Instruções >>
(1) Indique todos os fins de arrendamento que, segundo o texto fornecido, são regulados pelo R.A.U.
(2) Responda com base no texto fornecido:
(a) Em que está a causa da locação, segundo o ponto 6ª?
(b) Qual é a parte entendida como mais fraca nas relações locatícias?
(c) Que norma do Código Civil o acórdão recorrido interpreta, segundo as recorrentes?

6ª - Também o critério (mais seguido pela doutrina) da causa - todo o contrato
nominado possui uma função económico-social própria que se reflecte numa
estrutura jurídica - nos levará à mesma qualificação do contrato em apreço; a
causa da locação está na concessão do gozo temporário de uma coisa mediante
retribuição (cfr. Antunes Varela, in 'Das Obrigações em Geral').
7ª - Entendem as recorrentes que o Supremo Tribunal de Justiça, no acórdão
recorrido, interpretou o artigo 405º do Código Civil no sentido de que o
princípio da liberdade contratual abrange a liberdade de as partes optarem
livremente, em alternativa, pelo modelo contratual típico de arrendamento
comercial ou pelo modelo contratual atípico comummente designado de contrato de
instalação de lojista em centro comercial.
8ª - Desta forma o acórdão recorrido viola a Constituição, uma vez que
interpreta e aplica a norma do artigo 405º do Código Civil no sentido de que não
existem quaisquer limitações à liberdade contratual.
9ª - A liberdade negocial prevista no artigo 405º do Código Civil, permite a
livre opção de escolha de qualquer tipo contratual, com as limitações impostas
pela lei, nomeadamente com submissão às regras imperativas dos contratos tipos,
sem pôr em causa a função sócio-económica assumida pelo respectivo tipo
contratual.
10ª - O R.A.U. (Dec.-Lei 321-B/90, de 15 de Outubro), regula o arrendamento para
a habitação, comércio, indústria e profissões liberais, sendo a ideia subjacente
a da protecção dos interesses dos arrendatários, parte entendida como mais fraca
nas relações locatícias.
11ª - Tendo em vista a protecção daqueles interesses, o legislador retirou à
livre estipulação das partes determinados aspectos do regime da relação
locatícia, criando muitas normas de carácter imperativo e assim limitando nessa
medida a liberdade contratual das partes.

Dados fornecidos >>
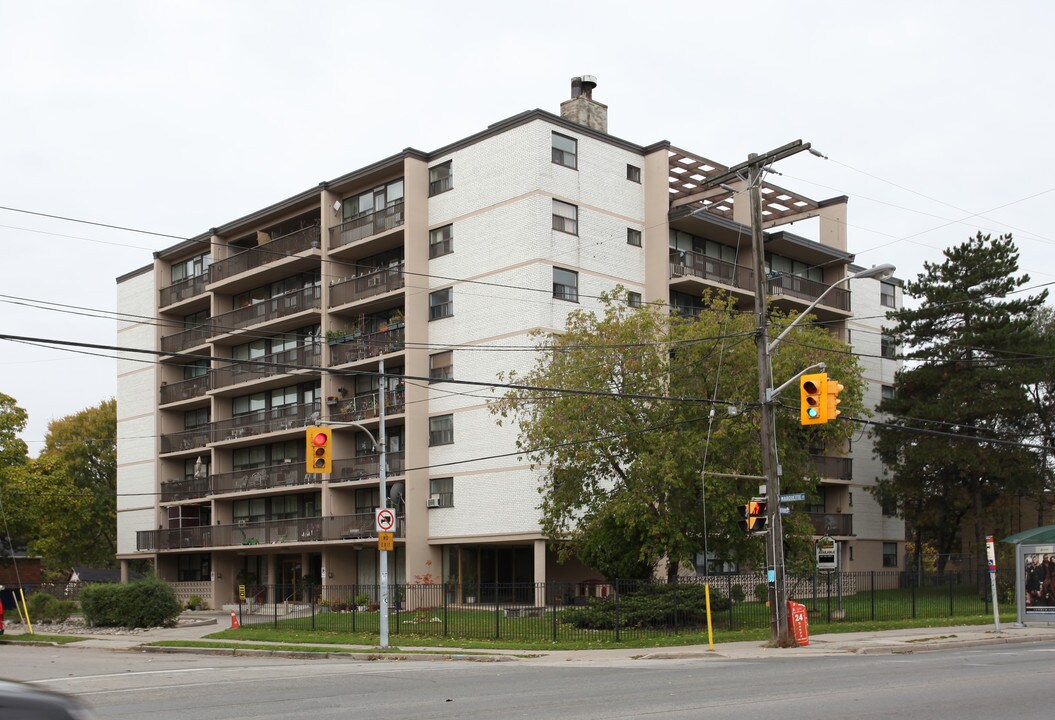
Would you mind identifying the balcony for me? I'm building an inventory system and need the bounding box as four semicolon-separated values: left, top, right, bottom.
161;374;209;405
806;512;853;536
212;343;322;390
329;201;403;249
161;425;209;453
811;455;853;480
330;327;404;367
327;390;406;422
161;477;209;503
161;321;212;353
209;225;320;283
212;282;322;335
158;274;209;307
209;402;319;442
329;263;404;307
330;451;406;482
136;512;406;552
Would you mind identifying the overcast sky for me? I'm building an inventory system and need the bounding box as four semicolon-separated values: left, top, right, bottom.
0;0;1055;447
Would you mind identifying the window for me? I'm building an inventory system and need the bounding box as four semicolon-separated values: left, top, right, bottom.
553;133;578;170
879;335;898;360
428;225;455;258
553;267;579;303
553;200;579;235
879;282;895;307
428;477;455;508
428;287;455;320
428;160;455;197
428;415;455;446
428;350;455;380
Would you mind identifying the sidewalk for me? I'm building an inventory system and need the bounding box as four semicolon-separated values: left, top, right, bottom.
4;613;1055;662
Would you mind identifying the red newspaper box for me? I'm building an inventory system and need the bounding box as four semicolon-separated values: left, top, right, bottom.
788;602;809;645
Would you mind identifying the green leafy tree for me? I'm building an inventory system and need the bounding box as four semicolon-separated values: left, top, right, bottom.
493;289;862;580
875;233;1047;571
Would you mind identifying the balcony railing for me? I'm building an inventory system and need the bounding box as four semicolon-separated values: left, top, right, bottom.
209;402;319;442
212;342;322;390
812;455;853;480
330;451;406;482
161;425;209;453
808;512;853;536
136;512;406;551
212;285;322;335
158;273;209;307
330;327;404;366
161;374;209;405
161;321;212;353
209;225;320;283
330;201;403;250
161;477;209;503
330;263;404;307
212;458;323;495
327;390;406;422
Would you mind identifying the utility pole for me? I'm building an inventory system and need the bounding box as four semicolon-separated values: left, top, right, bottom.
704;140;810;647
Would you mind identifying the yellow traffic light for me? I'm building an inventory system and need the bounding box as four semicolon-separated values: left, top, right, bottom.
825;380;845;421
799;373;842;425
304;428;333;473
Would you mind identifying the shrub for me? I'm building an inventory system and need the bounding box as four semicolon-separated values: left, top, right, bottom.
561;583;730;630
25;592;77;623
80;577;183;627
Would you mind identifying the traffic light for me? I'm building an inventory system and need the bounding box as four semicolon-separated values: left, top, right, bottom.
740;498;769;535
799;373;842;425
304;428;333;473
825;380;845;421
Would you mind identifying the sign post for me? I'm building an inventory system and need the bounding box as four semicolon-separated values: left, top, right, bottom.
985;535;1000;632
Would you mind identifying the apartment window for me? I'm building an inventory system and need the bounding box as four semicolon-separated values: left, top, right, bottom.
879;282;895;307
879;335;898;360
553;200;579;235
428;225;455;258
428;415;455;446
428;287;455;320
553;133;579;170
428;477;455;508
428;350;455;380
553;267;579;303
428;160;455;197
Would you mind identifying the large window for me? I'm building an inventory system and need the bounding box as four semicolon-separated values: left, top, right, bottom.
428;415;455;446
428;287;455;320
428;477;455;508
553;267;579;303
553;133;578;170
428;160;455;196
428;225;455;258
553;200;579;235
428;350;455;381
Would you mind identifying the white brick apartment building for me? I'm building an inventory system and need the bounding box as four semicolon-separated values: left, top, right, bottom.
117;78;904;605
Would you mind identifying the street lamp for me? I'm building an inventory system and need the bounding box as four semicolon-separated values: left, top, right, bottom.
752;259;895;647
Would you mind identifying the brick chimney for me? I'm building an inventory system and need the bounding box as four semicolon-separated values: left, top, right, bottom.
560;75;608;133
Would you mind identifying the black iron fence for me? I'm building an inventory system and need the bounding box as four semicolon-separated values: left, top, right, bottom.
233;572;992;642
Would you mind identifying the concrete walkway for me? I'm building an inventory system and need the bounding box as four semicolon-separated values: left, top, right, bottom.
4;613;1055;662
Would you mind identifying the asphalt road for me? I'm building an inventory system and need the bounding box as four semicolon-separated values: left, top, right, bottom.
8;643;1055;720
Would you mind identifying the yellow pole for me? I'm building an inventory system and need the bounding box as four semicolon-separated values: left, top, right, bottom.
18;586;33;634
704;584;714;650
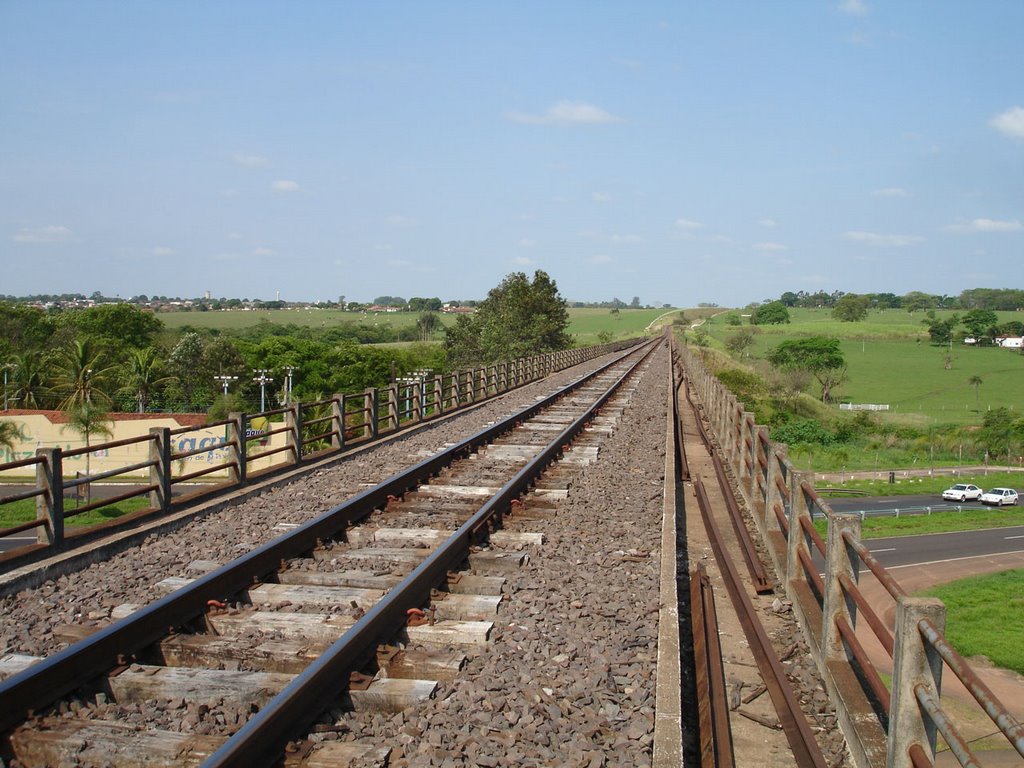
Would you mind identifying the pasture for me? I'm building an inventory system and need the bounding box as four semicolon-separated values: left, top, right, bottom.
157;307;675;346
707;309;1024;426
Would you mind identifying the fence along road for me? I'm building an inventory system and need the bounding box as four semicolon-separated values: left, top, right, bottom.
678;347;1024;768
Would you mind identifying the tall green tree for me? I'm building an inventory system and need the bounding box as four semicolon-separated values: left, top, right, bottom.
63;400;114;504
120;347;175;414
444;269;572;368
53;338;114;411
751;301;790;326
768;336;846;402
833;293;868;323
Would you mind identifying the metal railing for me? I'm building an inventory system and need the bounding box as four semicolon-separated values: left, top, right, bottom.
0;339;642;557
674;347;1024;768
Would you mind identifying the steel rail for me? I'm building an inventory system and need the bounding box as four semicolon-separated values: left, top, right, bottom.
203;344;656;768
0;348;655;733
693;477;827;768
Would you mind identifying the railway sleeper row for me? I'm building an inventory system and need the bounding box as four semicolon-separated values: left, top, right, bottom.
0;344;651;766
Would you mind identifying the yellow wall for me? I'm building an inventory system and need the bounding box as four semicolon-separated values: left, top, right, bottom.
0;414;289;478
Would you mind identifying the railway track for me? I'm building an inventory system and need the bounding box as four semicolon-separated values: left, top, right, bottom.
0;345;652;765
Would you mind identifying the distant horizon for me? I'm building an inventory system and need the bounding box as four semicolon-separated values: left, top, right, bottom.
0;0;1024;306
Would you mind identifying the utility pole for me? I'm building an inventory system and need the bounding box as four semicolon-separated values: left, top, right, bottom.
213;376;239;397
285;366;299;407
253;368;273;414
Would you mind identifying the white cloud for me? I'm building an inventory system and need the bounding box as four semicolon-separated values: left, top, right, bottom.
505;101;622;125
673;219;703;232
871;186;910;198
988;106;1024;138
945;219;1024;233
843;231;925;248
231;153;270;168
10;224;78;245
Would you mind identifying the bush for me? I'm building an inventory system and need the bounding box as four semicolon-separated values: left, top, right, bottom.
771;419;836;445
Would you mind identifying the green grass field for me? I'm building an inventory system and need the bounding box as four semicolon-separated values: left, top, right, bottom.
707;309;1024;425
924;569;1024;674
158;307;671;345
0;497;150;536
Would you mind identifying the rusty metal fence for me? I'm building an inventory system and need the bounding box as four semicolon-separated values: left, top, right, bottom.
0;339;642;555
674;347;1024;768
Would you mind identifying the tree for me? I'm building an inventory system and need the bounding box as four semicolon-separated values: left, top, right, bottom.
0;421;25;453
967;374;984;411
53;338;114;411
416;312;441;341
833;293;868;323
121;347;174;414
65;400;114;504
768;336;846;402
725;327;761;357
10;351;47;409
922;309;959;344
751;301;790;326
444;269;572;368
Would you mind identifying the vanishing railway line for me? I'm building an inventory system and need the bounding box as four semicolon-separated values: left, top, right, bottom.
6;333;1007;768
0;345;671;765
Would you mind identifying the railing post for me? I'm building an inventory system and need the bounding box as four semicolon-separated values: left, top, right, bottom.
434;374;444;416
362;387;380;439
821;513;860;662
331;394;345;451
285;402;302;464
150;427;171;512
387;382;401;430
785;472;810;584
36;449;63;545
228;414;249;485
886;595;946;768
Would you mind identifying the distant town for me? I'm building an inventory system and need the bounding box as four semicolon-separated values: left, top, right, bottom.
0;291;672;314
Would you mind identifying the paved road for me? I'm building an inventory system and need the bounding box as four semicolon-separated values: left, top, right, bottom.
866;525;1024;568
828;488;1024;516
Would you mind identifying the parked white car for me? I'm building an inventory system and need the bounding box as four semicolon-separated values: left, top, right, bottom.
981;488;1017;507
942;482;984;502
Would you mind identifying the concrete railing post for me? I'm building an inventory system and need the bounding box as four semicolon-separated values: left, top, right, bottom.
285;403;302;464
886;596;946;768
36;449;63;545
785;472;811;584
331;393;345;451
150;427;171;512
821;513;860;662
227;414;249;485
362;387;380;440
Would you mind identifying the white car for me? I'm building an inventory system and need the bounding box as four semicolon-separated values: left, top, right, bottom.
981;488;1017;507
942;482;983;502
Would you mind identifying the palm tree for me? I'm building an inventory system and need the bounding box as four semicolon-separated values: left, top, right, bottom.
10;351;46;409
0;421;25;453
53;339;114;411
967;374;984;411
119;347;177;414
65;400;114;504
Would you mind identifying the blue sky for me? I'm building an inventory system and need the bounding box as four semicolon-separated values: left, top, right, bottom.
0;0;1024;306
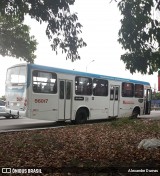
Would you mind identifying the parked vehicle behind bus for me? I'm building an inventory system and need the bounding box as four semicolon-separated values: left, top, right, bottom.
5;64;151;123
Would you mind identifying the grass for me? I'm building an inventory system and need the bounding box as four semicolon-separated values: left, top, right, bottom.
0;118;160;175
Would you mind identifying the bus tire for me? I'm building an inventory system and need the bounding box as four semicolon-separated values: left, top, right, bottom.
12;115;19;119
131;109;139;119
75;109;87;124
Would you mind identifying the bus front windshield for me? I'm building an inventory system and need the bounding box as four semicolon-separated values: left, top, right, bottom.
6;66;26;86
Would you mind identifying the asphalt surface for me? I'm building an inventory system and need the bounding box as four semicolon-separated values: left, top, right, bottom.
0;111;160;132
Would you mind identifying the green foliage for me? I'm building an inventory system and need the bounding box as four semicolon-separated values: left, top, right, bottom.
152;92;160;100
0;15;37;63
115;0;160;74
0;0;86;62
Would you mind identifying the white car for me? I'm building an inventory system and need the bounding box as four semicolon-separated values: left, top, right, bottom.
0;100;11;119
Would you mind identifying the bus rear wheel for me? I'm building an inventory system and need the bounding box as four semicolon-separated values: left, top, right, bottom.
12;115;19;119
131;109;139;119
75;109;87;124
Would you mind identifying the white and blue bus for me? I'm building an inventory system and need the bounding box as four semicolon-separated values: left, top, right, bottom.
5;64;151;123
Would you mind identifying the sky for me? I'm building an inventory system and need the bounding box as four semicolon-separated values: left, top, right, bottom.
0;0;158;97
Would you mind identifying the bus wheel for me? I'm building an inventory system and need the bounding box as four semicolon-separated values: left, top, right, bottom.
12;115;19;119
75;109;87;124
131;109;139;119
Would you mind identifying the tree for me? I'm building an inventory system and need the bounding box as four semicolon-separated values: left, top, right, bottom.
115;0;160;74
0;16;37;62
0;0;86;62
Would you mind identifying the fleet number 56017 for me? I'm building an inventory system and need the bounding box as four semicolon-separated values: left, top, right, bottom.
34;99;48;103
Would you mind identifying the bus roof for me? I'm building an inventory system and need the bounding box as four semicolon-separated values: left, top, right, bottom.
8;64;150;86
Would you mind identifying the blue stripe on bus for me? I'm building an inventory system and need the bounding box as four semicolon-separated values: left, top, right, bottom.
27;64;150;87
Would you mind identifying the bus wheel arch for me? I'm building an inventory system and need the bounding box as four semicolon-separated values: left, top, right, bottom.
75;107;89;124
131;106;140;118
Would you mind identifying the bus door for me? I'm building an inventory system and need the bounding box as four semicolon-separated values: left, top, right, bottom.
109;85;120;117
58;80;73;120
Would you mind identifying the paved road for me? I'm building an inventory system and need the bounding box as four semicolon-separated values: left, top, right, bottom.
0;117;57;132
0;111;160;132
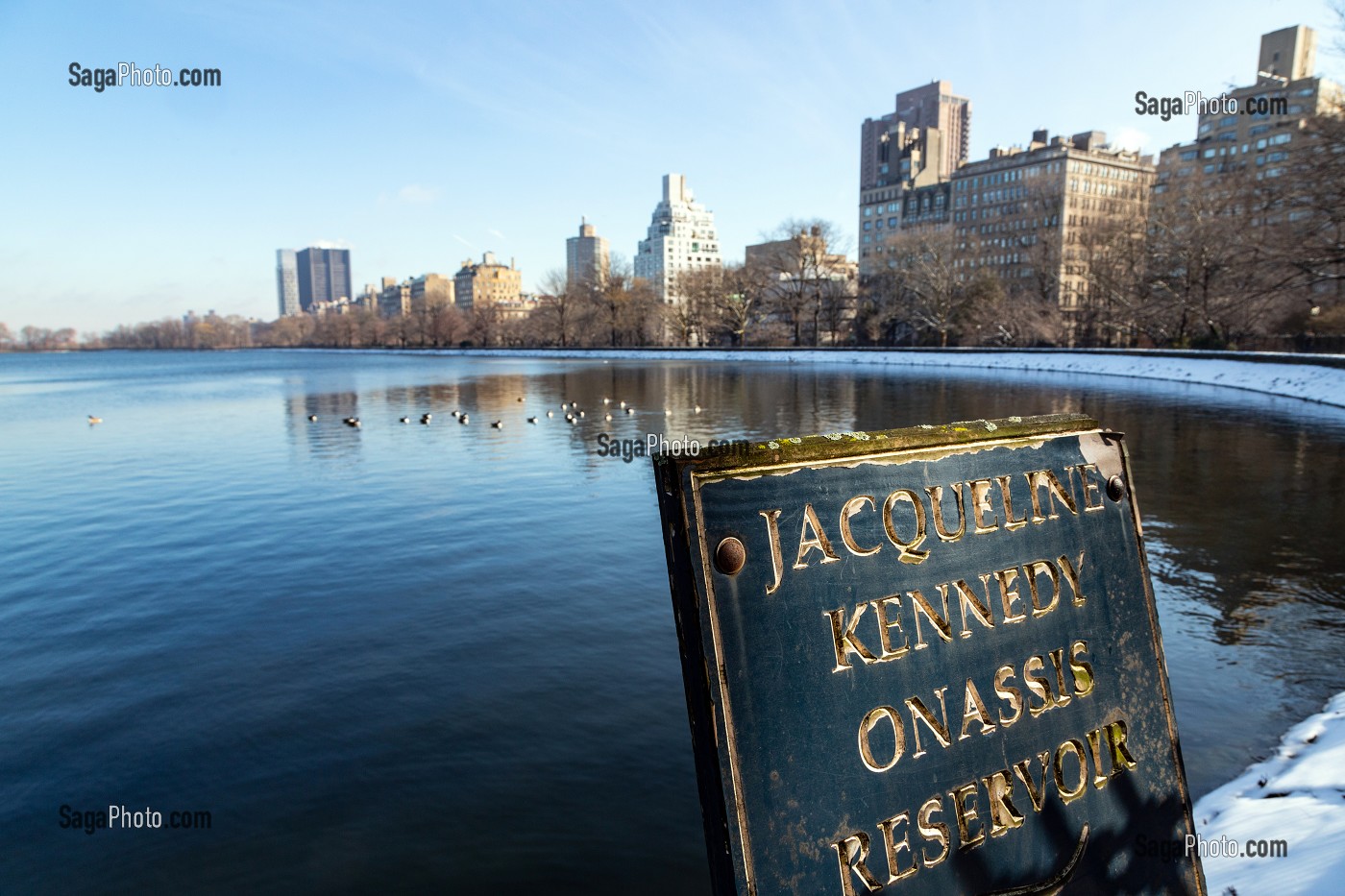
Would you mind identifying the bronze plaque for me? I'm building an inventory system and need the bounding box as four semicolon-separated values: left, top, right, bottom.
653;416;1204;896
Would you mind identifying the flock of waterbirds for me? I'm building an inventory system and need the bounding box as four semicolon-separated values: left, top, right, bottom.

Soluções por tarefa >>
(1) Habitação, comércio, indústria e profissões liberais.

(2)
(a) Na concessão do gozo temporário de uma coisa mediante retribuição.
(b) Os arrendatários.
(c) O artigo 405º do Código Civil.